## Problem to work on
Please return each record below exactly, with nothing left out.

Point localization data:
----

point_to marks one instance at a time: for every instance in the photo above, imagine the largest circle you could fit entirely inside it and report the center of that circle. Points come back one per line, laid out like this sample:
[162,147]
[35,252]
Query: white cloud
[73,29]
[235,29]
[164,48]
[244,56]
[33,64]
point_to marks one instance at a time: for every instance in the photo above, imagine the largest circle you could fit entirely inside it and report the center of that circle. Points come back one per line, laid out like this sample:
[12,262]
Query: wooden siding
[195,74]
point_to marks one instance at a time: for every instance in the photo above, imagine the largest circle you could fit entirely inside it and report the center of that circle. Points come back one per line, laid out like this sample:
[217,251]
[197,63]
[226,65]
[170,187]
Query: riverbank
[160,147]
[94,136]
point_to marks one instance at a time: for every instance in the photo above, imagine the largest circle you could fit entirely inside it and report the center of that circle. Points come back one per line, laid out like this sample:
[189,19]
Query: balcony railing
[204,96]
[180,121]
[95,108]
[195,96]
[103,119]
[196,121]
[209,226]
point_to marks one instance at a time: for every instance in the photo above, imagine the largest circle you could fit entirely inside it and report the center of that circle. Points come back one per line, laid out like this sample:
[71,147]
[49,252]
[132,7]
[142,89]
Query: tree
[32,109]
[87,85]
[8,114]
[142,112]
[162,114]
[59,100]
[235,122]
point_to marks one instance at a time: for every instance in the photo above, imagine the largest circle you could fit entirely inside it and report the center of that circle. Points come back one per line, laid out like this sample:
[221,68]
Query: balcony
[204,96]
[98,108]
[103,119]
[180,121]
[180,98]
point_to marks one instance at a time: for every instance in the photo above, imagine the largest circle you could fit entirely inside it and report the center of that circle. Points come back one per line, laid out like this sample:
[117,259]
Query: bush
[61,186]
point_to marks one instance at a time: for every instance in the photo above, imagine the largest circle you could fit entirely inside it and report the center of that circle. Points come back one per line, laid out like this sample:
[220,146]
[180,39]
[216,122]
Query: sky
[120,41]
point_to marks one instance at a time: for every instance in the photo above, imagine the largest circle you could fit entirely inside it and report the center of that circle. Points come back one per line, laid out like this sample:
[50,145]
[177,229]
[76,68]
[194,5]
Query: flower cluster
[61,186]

----

## Response box
point_to marks one instance at a time: for every instance in the photo above, imagine the largest circle you could fit entirely inside it and report the center of that circle. Points come back one per line, laid out like this sample:
[162,147]
[35,252]
Query: white cloud
[73,29]
[235,29]
[164,48]
[244,56]
[33,64]
point_to marks one instance at a time: for every instance in the photo above, imagine the largest circle you could fit entirely inside it and report the center of that circle. Points come back one per line, laid out like this sample:
[12,262]
Query: wooden siding
[195,74]
point_to marks one instance at a time: for every instance in the photo above, imagine the largest circle you could fit entirely inside it and report the center of that circle. Points come back one per line, laid out like this sample:
[217,251]
[197,63]
[226,65]
[170,187]
Query: riverbank
[160,147]
[94,136]
point_to marks one instance at a time: for every instance in the photo above, imagine the largest circle you could fit entirely inside it and report the center of that circle. Points come back one per line, laid out like this sample:
[189,19]
Query: balcony railing
[204,96]
[180,121]
[95,108]
[195,96]
[103,119]
[196,121]
[209,226]
point_to marks one instance at a time: for every instance in the photo above, imagine the largest circle you could fit entirely inside it and report the center of that circle. Points come back one per line, laid out like this sample:
[71,147]
[49,252]
[132,7]
[142,89]
Query: tree
[32,109]
[87,85]
[8,114]
[142,112]
[162,114]
[59,100]
[235,122]
point_to marks one instance at a time: for every instance in the photo above, imagine the largest circle you could fit entirely inside it and report the center of that circle. Points come back one per line, laid out like this sample:
[221,68]
Query: balcony
[204,96]
[98,108]
[103,119]
[180,121]
[180,98]
point_to marks one instance at a time: for every instance in the photo above, imagine the largest circle you could fit entirely inside it and report the center of that circle. Points come back one per line, laid out like this sample:
[117,259]
Query: bush
[61,186]
point_to marks one instance at a time: for every instance in the photo above, imagine the largest circle you could fit entirely inside it and report the center of that circle. Points come back one per line, laid out like this sample:
[220,146]
[180,39]
[216,122]
Query: sky
[120,41]
point_to marks one instance at a time: for every instance in the photo above, imagine the largest circle you could fit entirely inside it and report the center of that circle. Points come back one per line, laid out like this sample:
[50,145]
[177,229]
[76,68]
[194,5]
Query: flower cluster
[61,186]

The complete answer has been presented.